OBJECTIVES -
• 1. In the aquarium forum thread, during which hours does rcs0926 run the growing photo period?
• 2. Summarize the aquarium forum thread in two sentences.
• 3. Write the next part of the aquarium forum thread, continuing after its final sentence.

GIVEN TEXT -
......
Edit: DIY yeast CO2 with pretty decent output.


----------



## rcs0926 (Jun 14, 2013)

I have a 6 hour growing photo period from 3pm to 9pm on my tanks and a 2 hour viewing period in the morning from 6am to 8am.


----------



## Rush3737 (Jan 15, 2013)

OVT said:


> Ok. Lets try this from another angle: you have sunshine from 7am to noon. Lets ignore seasons. Your tank gets that sunshine. Period. If you do not move the tank or get better blinds or cover the tank with a blanket, it gets the sunshine. Assume you go all green  and never turn on your aquarium lights. If you want a healthy tank (good plant growth. no algae, etc), the plants need proportional supply of food / building material to keep up with the amount of energy (sunlight) they receive. So, that's your step number one. If your tap water + fish waste + leftover fish food + decaying plant matter + gas exchange provide more food then the plants can absorb (normally unlikely) you probably want to lower it. How? More water changes, RO, feed less, add more plants, etc etc.
> 
> On the other end, if your plants do not have enough food (more likely) you want to supplement it externally, I.e. co2 and appropriate ferts.
......
PROVIDED DATA -
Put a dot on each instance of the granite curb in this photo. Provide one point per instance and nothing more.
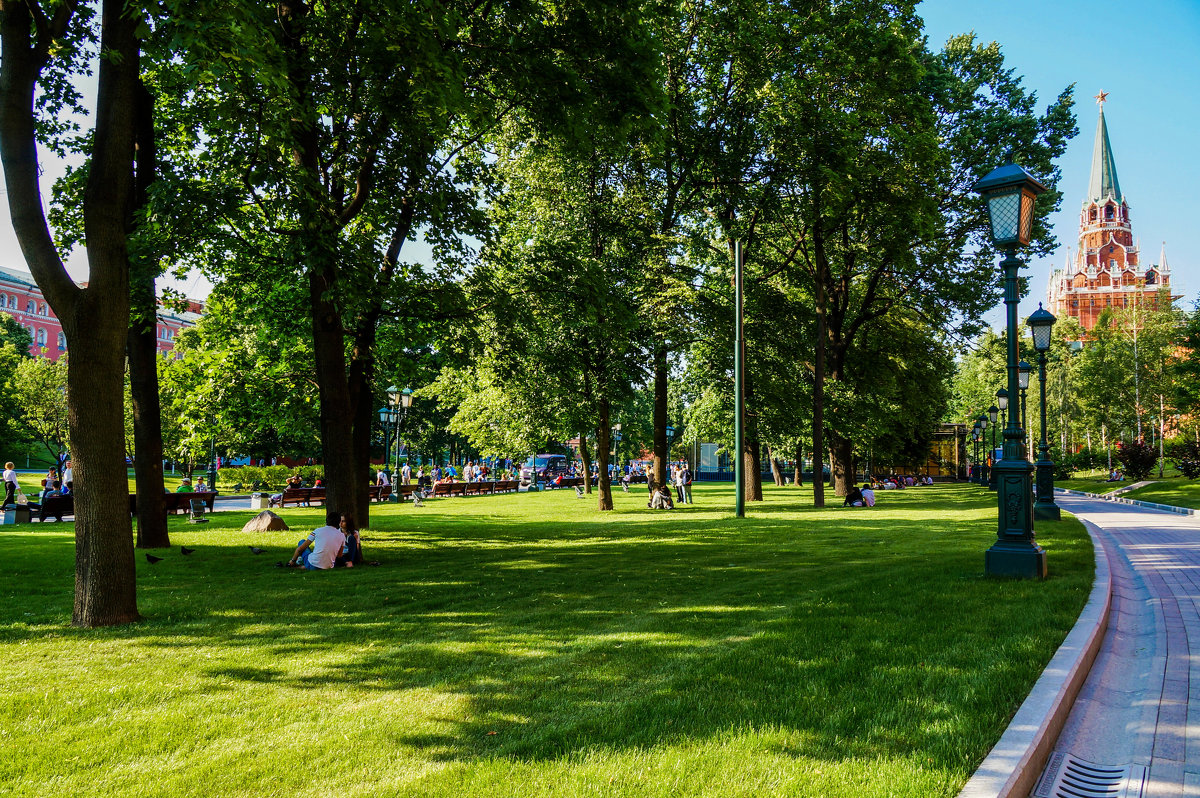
......
TASK RESULTS -
• 1. From 3pm to 9pm.

• 2. One poster runs a six-hour growing photo period from 3pm to 9pm and a two-hour viewing period from 6am to 8am. A quoted post argues that plants receiving sunlight need a proportional supply of food, so excess nutrients should be lowered through steps like more water changes or feeding less, while a shortage calls for adding CO2 and appropriate fertilizers.

• 3.
> 
> ...


So what this boils down to, is that as long as I dial in my CO2 and ferts correctly, any reasonable timing of lights can be made to work. I had it in the back of my head that if minimal light is seeping through the tank, under any conditions, that somehow in itself helped algae grow. That not being the case I'm going to put my lights on later and see what happens, and hopefully adjust properly. Thanks.


----------



## kman (Dec 11, 2013)

rcs0926 said:


> I have a 6 hour growing photo period from 3pm to 9pm on my tanks and a 2 hour viewing period in the morning from 6am to 8am.


Once I have more capable ramp timer, I'm going to do something like that, too. I currently turn on the lights manually for about 30 minutes while I feed them, before heading out to work, anyway.


----------



## JeffE (Oct 8, 2013)

I have 6 hours on my biggest high tech co2 tank, 10 on my low tech tank. High tech tank only spends 1 hour at the highest intensity, since lowering the hours I've had much algae.


----------



## Smeagol (Mar 4, 2013)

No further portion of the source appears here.